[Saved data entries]
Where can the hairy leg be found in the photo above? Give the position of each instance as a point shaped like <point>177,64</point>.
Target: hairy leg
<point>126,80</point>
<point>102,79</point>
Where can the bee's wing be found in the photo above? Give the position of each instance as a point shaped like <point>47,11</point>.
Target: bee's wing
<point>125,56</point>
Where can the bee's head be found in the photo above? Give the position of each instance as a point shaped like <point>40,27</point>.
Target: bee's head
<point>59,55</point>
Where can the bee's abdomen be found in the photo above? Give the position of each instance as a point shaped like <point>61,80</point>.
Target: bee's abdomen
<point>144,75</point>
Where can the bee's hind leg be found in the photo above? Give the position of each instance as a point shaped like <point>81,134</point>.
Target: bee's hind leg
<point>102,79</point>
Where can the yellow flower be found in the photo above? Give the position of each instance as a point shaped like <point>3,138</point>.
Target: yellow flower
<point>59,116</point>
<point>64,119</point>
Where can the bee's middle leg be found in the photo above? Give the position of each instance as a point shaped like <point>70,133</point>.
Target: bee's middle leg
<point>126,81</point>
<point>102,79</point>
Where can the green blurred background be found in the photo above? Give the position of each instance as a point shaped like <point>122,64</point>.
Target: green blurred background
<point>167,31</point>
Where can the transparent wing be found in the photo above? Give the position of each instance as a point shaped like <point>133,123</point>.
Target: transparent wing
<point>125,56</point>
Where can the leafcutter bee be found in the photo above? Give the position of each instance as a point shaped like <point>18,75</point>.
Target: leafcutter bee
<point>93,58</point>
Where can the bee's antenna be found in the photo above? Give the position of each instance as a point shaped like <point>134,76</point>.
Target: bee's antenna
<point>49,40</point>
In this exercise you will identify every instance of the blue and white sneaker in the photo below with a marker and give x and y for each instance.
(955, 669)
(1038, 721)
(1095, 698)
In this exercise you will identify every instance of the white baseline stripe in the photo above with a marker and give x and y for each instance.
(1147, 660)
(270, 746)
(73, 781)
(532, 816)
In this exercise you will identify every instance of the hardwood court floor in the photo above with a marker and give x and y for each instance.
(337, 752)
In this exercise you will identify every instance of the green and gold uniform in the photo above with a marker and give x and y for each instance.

> _Exercise goal_: What are the lines from the one with "In this exercise you will identify every instance of the white" through the end of the entries? Give them again exactly, both end lines included.

> _Task response_:
In this exercise you will identify every instance of the white baseline stripe in the photo above with a marker and give x and y for each instance.
(1147, 660)
(270, 746)
(73, 781)
(532, 816)
In this exercise you will identify every instance of the hardwood court floor in the photo above with a marker and give x and y for each instance.
(337, 752)
In this exercise you will identify every instance of the green and gold uniform in the photo above with a marker and give x and y for each instance.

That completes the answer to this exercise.